**Your goal:** Copy out word for word the part of the records below that opens with the line containing "of the silver" and closes at the end of the records.

━━ Records shown ━━

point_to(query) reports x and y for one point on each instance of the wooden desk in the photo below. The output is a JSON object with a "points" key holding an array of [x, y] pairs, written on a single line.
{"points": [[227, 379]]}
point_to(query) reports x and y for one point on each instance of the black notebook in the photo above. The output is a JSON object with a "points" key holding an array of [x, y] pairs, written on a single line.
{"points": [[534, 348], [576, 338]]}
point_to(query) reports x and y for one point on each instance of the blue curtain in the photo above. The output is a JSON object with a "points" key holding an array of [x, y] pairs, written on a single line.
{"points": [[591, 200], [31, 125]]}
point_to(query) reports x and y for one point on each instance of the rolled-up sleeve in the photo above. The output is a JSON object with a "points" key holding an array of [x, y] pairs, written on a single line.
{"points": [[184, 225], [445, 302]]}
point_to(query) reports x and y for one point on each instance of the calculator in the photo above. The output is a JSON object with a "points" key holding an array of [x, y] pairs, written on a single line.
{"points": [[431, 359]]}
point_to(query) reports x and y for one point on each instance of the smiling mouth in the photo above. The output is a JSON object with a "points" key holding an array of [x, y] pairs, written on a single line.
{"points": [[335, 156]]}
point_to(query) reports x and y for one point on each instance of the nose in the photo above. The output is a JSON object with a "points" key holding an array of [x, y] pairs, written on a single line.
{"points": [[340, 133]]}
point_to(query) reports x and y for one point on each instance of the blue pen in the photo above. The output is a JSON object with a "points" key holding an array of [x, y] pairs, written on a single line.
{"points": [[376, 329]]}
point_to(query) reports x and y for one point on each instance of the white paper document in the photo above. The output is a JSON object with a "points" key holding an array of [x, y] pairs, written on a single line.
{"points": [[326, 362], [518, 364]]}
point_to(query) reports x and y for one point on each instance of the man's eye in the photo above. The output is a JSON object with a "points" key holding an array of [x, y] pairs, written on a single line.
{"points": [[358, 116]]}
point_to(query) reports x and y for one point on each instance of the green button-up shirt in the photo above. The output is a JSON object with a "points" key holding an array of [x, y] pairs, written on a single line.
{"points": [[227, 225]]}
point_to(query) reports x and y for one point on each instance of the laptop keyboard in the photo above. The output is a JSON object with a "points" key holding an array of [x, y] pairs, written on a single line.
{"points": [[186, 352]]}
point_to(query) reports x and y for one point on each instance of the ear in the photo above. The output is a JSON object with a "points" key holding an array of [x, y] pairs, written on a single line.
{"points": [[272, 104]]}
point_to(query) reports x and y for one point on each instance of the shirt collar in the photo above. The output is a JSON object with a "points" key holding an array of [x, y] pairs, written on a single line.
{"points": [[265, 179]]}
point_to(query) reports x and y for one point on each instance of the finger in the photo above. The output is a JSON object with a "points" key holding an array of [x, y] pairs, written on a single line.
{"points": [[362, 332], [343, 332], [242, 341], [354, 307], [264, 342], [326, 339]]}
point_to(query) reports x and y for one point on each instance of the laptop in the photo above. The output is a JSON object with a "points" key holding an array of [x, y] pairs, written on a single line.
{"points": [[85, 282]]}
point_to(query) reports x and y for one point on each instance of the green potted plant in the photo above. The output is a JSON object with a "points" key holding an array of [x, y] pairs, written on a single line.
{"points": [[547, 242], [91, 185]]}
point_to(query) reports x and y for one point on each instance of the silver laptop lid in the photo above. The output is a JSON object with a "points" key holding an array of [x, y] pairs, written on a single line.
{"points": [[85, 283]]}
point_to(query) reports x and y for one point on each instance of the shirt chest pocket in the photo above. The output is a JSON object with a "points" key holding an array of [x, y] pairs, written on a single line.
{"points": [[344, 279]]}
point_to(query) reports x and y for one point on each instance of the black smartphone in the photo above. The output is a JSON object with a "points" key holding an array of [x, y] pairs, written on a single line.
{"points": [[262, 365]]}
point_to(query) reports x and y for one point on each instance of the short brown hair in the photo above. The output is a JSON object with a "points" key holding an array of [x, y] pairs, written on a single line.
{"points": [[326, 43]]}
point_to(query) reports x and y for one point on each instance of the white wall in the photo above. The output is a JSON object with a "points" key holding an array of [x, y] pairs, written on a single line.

━━━

**Solved exercise:**
point_to(query) reports x and y for one point on each instance of the silver laptop lid in the photo above. The output is a JSON object with a "points" key holding an array of [x, y] pairs, written on a single line.
{"points": [[85, 283]]}
point_to(query) reports x and y for one point on each instance of the shirt chest pocket in the photo above. The output is a JSON object with a "points" key holding an array of [x, y] pairs, written on a single line.
{"points": [[344, 279]]}
point_to(query) reports x and y for one point on each instance of the black smartphone in the photo above. The output is a JSON object with a "points" key holding an array of [x, y] pairs, written on a single line.
{"points": [[262, 365]]}
point_to(query) reports x and y for one point on each instance of the short brown hair in the photo above. The output is a JSON object with a "points" key holding an array of [x, y] pairs, written on a single line.
{"points": [[326, 43]]}
point_to(query) reports x and y for one point on each instance of the white wall in the photo above. The output is a JSON object with a "points" key holding an array of [x, y] pairs, written on a single line.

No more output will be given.